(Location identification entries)
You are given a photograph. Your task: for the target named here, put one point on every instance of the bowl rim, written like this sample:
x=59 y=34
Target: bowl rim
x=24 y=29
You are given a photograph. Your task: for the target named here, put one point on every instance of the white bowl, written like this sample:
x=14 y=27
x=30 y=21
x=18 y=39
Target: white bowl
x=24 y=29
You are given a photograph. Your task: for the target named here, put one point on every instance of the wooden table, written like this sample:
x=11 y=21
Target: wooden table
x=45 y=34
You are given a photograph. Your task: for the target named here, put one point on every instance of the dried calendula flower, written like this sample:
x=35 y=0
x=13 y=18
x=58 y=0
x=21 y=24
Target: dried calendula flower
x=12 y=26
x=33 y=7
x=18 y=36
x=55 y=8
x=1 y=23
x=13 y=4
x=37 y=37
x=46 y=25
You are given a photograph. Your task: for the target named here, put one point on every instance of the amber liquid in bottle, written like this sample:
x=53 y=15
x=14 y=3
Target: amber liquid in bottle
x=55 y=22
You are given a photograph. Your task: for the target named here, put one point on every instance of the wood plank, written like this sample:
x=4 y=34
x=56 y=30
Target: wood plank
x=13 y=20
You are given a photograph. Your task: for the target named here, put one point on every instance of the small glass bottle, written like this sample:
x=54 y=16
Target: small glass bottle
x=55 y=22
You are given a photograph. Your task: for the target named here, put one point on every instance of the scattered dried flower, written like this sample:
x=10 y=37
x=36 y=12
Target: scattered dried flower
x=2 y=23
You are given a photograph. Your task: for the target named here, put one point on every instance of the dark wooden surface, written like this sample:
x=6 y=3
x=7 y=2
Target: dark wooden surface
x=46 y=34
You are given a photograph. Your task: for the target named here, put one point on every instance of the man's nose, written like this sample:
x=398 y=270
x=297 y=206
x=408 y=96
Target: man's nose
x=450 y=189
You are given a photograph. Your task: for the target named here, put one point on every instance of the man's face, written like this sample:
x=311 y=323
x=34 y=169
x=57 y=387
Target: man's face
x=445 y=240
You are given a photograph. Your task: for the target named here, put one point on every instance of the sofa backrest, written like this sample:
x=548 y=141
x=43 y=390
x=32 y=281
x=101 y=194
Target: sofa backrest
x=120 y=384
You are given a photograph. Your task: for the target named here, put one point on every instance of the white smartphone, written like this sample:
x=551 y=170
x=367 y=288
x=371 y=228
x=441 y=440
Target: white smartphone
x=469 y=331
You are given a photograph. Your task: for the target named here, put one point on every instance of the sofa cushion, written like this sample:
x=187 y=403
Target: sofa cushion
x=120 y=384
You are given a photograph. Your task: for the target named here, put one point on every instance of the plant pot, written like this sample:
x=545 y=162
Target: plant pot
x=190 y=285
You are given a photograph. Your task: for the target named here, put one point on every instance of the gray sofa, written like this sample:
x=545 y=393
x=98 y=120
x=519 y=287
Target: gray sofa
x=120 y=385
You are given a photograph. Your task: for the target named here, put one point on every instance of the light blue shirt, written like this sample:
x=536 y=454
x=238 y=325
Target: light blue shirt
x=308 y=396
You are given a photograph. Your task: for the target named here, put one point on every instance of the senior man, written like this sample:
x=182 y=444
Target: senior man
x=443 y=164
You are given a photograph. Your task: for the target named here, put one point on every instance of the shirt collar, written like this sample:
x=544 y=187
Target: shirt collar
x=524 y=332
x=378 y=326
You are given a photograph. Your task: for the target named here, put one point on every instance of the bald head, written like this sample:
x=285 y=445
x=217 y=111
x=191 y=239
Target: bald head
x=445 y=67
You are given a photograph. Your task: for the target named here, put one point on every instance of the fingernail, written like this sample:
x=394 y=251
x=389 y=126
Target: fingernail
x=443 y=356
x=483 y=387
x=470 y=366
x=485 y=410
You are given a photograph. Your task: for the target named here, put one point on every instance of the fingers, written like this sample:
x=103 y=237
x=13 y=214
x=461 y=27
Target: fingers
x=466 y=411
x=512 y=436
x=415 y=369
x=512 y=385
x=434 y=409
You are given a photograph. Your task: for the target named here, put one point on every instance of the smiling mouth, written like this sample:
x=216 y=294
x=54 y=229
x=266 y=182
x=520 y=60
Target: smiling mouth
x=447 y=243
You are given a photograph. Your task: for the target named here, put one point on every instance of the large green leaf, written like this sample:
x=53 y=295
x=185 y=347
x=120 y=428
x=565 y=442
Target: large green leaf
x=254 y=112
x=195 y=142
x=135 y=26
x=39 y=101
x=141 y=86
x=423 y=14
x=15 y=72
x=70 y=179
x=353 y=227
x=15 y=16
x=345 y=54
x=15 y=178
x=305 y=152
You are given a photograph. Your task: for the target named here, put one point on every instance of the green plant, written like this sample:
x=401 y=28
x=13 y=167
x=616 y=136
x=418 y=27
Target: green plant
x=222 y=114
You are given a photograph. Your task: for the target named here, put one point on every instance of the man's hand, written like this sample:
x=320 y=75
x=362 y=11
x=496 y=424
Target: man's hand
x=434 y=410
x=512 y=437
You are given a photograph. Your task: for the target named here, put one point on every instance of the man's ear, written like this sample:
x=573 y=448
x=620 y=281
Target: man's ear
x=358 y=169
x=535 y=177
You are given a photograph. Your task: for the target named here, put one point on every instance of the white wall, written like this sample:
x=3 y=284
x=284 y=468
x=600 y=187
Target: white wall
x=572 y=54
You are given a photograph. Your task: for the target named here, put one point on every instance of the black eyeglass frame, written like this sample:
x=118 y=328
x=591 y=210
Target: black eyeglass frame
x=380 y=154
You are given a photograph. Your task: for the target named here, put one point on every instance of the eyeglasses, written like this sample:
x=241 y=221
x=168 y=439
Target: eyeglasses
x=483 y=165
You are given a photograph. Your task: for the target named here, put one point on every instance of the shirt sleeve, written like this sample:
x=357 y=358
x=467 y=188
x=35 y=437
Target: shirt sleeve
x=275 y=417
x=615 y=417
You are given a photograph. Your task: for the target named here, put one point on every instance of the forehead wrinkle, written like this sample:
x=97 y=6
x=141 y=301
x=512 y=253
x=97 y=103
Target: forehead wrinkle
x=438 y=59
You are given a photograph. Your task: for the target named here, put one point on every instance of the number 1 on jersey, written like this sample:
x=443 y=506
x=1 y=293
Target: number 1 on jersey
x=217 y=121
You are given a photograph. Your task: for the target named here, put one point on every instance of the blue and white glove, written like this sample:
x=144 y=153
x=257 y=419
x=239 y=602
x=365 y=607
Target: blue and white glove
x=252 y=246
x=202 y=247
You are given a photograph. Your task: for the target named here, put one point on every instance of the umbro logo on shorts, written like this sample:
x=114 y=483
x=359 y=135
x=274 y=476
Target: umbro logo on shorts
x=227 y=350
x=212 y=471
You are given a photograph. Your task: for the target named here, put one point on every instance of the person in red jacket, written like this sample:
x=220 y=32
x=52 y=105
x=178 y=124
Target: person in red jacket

*Written instruction*
Please reproduce every line of the listing above without changing anything.

*Result for this task*
You are given a photograph. Your task: for the target named here, put one point on every instance of the bowl rim, written like this sample:
x=59 y=34
Target: bowl rim
x=24 y=29
You are given a photograph. Your task: for the target named here, put one point on every instance of the white bowl, written like this sample:
x=14 y=27
x=30 y=21
x=18 y=39
Target: white bowl
x=24 y=29
You are given a photograph. Your task: for the target named here, put one point on every instance of the wooden table, written like this sample:
x=11 y=21
Target: wooden table
x=45 y=34
You are given a photograph. Your task: for the target named here, put one point on every instance of the dried calendula flower, written like this sample:
x=35 y=0
x=13 y=18
x=58 y=0
x=21 y=24
Target: dried calendula flower
x=12 y=26
x=33 y=7
x=18 y=36
x=55 y=8
x=1 y=23
x=13 y=4
x=37 y=37
x=46 y=25
You are given a photograph. Your task: for the target named here, put one point on every instance of the amber liquid in bottle, written like this sample:
x=53 y=15
x=14 y=3
Target: amber liquid in bottle
x=55 y=22
You are given a photograph. Your task: for the target named here, put one point on every instance of the wood plank, written like this sample:
x=4 y=34
x=56 y=30
Target: wood plank
x=13 y=20
You are given a photograph. Your task: for the target named here, put one point on every instance of the small glass bottle, written like this sample:
x=54 y=16
Target: small glass bottle
x=55 y=22
You are given a photograph. Your task: for the target named here, put one point on every instance of the scattered dried flower, written like this sample:
x=10 y=37
x=36 y=12
Target: scattered dried flower
x=2 y=23
You are given a photograph. Your task: for the target named here, put one point on every instance of the dark wooden surface, written like this sample:
x=6 y=3
x=7 y=2
Target: dark wooden surface
x=46 y=34
You are given a photograph. Your task: for the target named here, put one point on every instance of the man's nose, written like this sample:
x=398 y=270
x=297 y=206
x=408 y=96
Target: man's nose
x=450 y=189
You are given a photograph. Your task: for the target named here, put one point on every instance of the man's face, written like this sample:
x=311 y=323
x=34 y=169
x=57 y=387
Target: man's face
x=445 y=240
You are given a photograph. Your task: for the target named here, put one point on every instance of the sofa backrest, written like this sample:
x=548 y=141
x=43 y=390
x=32 y=281
x=101 y=194
Target: sofa backrest
x=120 y=384
You are given a photograph. Your task: for the target named here, put one point on every instance of the white smartphone, written like this sample:
x=551 y=170
x=367 y=288
x=371 y=228
x=441 y=440
Target: white smartphone
x=469 y=331
You are given a photograph. Your task: for the target named here, put one point on every instance of the sofa cushion, written like this sample:
x=187 y=403
Target: sofa cushion
x=120 y=384
You are given a photograph. Your task: for the target named here, put one point on every instance of the plant pot, written like this sample:
x=545 y=162
Target: plant pot
x=190 y=285
You are given a photograph. Your task: for the target named here, put one point on every instance of the gray sofa, written like this sample:
x=545 y=393
x=98 y=120
x=519 y=287
Target: gray sofa
x=120 y=385
You are given a photograph. Your task: for the target named here, put one point on every instance of the light blue shirt, written like this sample:
x=536 y=454
x=238 y=325
Target: light blue shirt
x=308 y=396
You are given a photograph. Your task: for the target named here, put one point on every instance of the senior man, written like this sample:
x=182 y=444
Target: senior man
x=443 y=164
You are given a photograph. Your task: for the target named here, put one point on every instance of the shirt collar, written like this sample:
x=544 y=187
Target: shirt collar
x=524 y=332
x=378 y=326
You are given a photograph. Your task: for the target named here, put one point on every instance of the bald head, written like this sample:
x=285 y=445
x=217 y=111
x=191 y=239
Target: bald head
x=445 y=67
You are given a photograph. Your task: for the target named here, put one point on every instance of the fingernail, written like this sample:
x=394 y=251
x=389 y=126
Target: fingernail
x=443 y=356
x=483 y=387
x=470 y=366
x=485 y=410
You are given a photograph. Your task: for the target named here, put one point on every instance of the fingers, written like this sample:
x=103 y=237
x=13 y=214
x=461 y=27
Target: fingers
x=466 y=411
x=512 y=436
x=415 y=369
x=512 y=385
x=434 y=409
You are given a photograph. Your task: for the target named here, put one point on every instance of the smiling mouth, written like this sample:
x=216 y=294
x=54 y=229
x=266 y=182
x=520 y=60
Target: smiling mouth
x=447 y=243
You are given a photograph. Your task: for the target named here, put one point on every instance of the large green leaf, written like this sample:
x=53 y=295
x=185 y=347
x=120 y=428
x=565 y=442
Target: large green leaf
x=254 y=112
x=195 y=142
x=135 y=26
x=39 y=101
x=141 y=86
x=423 y=14
x=15 y=72
x=70 y=179
x=353 y=227
x=15 y=16
x=345 y=54
x=15 y=178
x=305 y=152
You are given a photograph. Your task: for the target named here, put one point on every instance of the green plant, written like this sample:
x=401 y=28
x=13 y=167
x=616 y=136
x=418 y=27
Target: green plant
x=222 y=114
You are given a photograph. Your task: for the target named here, put one point on every instance of the man's hand, written like this sample:
x=320 y=75
x=362 y=11
x=496 y=424
Target: man's hand
x=434 y=410
x=512 y=437
You are given a photograph. Your task: for the target named here, put one point on every instance of the man's ear, written like this sample:
x=573 y=448
x=620 y=281
Target: man's ear
x=358 y=169
x=535 y=177
You are given a photograph. Your task: for the target named here, put one point on every instance of the white wall, written like this sample:
x=3 y=284
x=284 y=468
x=600 y=187
Target: white wall
x=572 y=54
You are given a photograph. Your task: for the target named here, put one point on every instance of the black eyeglass frame, written like this sample:
x=118 y=328
x=591 y=210
Target: black eyeglass frame
x=380 y=154
You are given a photograph. Your task: for the target named here, put one point on every instance of the eyeglasses, written like this sample:
x=241 y=221
x=168 y=439
Target: eyeglasses
x=483 y=165
You are given a photograph. Your task: for the target named here, put one point on every instance of the shirt sleeve, written like this sample:
x=357 y=358
x=467 y=188
x=35 y=437
Target: shirt sleeve
x=275 y=417
x=615 y=417
You are given a photograph. Your task: for the target named here, put one point on every instance of the forehead wrinkle, written like this sample:
x=97 y=6
x=141 y=301
x=512 y=253
x=97 y=103
Target: forehead wrinkle
x=438 y=59
You are given a photograph. Your task: for the target named here, put one point on every instance of the number 1 on jersey, written like this sample:
x=443 y=506
x=1 y=293
Target: number 1 on jersey
x=217 y=121
You are given a photograph. Your task: for the target named here, put one point on every instance of the blue and white glove, written like this sample:
x=144 y=153
x=257 y=419
x=239 y=602
x=365 y=607
Target: blue and white glove
x=252 y=246
x=202 y=247
You are given a photograph. Your task: for the target named here, put one point on every instance of the umbro logo on shorts, written like this sample:
x=114 y=483
x=359 y=135
x=274 y=476
Target: umbro logo on shorts
x=227 y=350
x=212 y=471
You are given a photograph. Your task: for the target named here, put one point on every instance of the person in red jacket, written like this sample:
x=220 y=32
x=52 y=105
x=178 y=124
Target: person in red jacket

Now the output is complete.